Task details: Locate every line in the entries below that contains the string "text" and copy each such line. Matching is case-sensitive.

Records:
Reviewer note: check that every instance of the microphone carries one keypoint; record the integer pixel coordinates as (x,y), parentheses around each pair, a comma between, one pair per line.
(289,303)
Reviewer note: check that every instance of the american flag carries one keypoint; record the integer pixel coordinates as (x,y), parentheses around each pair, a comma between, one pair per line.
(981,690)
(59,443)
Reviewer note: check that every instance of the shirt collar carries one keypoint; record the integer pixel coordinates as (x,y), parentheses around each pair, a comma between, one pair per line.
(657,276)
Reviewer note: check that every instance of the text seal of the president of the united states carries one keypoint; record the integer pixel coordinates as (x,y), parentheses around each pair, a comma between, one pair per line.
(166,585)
---
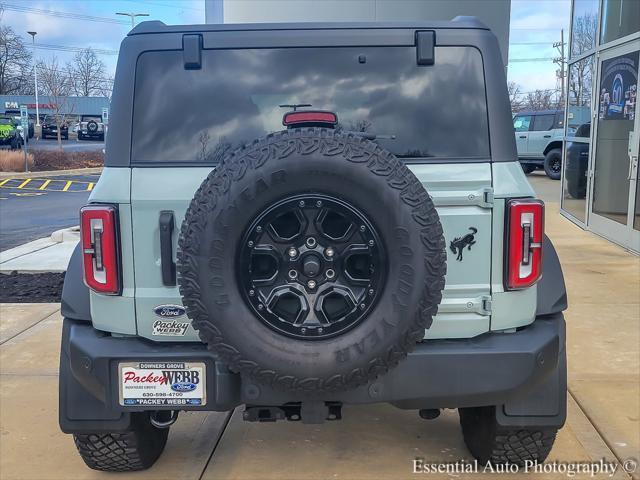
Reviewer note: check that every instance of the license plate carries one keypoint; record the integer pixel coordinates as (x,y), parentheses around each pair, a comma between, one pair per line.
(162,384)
==
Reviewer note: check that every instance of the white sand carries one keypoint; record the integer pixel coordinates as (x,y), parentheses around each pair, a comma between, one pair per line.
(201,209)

Answer to this task:
Reviewer note: check that every instance of the text seal of the president of the united states carries one keypoint; record the integer pixel coordinates as (x,y), parentheses around each pair, a comma between, one pair per line.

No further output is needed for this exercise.